### DATASET CONTENT:
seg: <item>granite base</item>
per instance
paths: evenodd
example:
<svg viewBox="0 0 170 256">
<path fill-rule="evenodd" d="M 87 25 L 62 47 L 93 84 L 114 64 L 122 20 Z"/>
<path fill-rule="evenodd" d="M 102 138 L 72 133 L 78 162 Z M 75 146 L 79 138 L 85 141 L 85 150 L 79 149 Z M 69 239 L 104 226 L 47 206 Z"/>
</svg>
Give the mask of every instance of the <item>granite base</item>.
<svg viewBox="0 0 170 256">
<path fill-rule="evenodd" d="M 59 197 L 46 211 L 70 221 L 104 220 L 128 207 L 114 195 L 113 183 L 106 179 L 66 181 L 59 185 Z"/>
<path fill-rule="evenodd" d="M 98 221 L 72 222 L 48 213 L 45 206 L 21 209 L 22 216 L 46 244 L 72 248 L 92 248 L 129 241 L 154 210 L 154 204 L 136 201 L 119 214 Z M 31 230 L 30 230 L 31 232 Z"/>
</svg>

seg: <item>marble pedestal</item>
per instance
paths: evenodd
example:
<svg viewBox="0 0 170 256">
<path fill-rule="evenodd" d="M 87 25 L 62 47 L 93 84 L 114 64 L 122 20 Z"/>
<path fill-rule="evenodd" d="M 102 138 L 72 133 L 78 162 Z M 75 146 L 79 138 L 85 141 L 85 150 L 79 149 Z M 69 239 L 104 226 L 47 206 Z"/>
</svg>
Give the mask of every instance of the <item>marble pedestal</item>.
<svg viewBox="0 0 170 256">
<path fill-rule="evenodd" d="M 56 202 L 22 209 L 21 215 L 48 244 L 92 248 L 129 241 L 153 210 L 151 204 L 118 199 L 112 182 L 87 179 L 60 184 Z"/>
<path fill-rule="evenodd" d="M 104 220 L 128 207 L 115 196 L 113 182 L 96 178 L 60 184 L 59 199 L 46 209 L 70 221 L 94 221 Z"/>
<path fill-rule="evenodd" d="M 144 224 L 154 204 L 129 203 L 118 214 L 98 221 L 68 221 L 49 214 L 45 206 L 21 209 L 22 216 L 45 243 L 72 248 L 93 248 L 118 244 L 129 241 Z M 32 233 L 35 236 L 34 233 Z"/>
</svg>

### AIM:
Your task is to extract the lines running from the one with "seg: <item>marble pedestal</item>" to the end of the material, inclusive, copying each exactly and adding nothing.

### COMPLETE OUTPUT:
seg: <item>marble pedestal</item>
per instance
paths: evenodd
example:
<svg viewBox="0 0 170 256">
<path fill-rule="evenodd" d="M 87 25 L 62 47 L 93 84 L 114 64 L 122 20 Z"/>
<path fill-rule="evenodd" d="M 102 138 L 72 133 L 78 162 Z M 75 146 L 79 138 L 85 141 L 85 150 L 79 149 Z M 69 239 L 104 226 L 47 206 Z"/>
</svg>
Give the mask of every instance of the <item>marble pedestal</item>.
<svg viewBox="0 0 170 256">
<path fill-rule="evenodd" d="M 56 202 L 22 209 L 21 215 L 48 244 L 92 248 L 129 241 L 153 210 L 151 204 L 118 199 L 112 182 L 87 179 L 60 184 Z"/>
<path fill-rule="evenodd" d="M 104 220 L 128 207 L 115 196 L 113 182 L 96 178 L 60 184 L 59 199 L 46 209 L 70 221 L 94 221 Z"/>
<path fill-rule="evenodd" d="M 144 224 L 154 204 L 129 203 L 118 214 L 98 221 L 68 221 L 49 214 L 45 206 L 21 209 L 22 216 L 45 243 L 72 248 L 93 248 L 118 244 L 129 241 Z M 32 233 L 35 236 L 34 233 Z"/>
</svg>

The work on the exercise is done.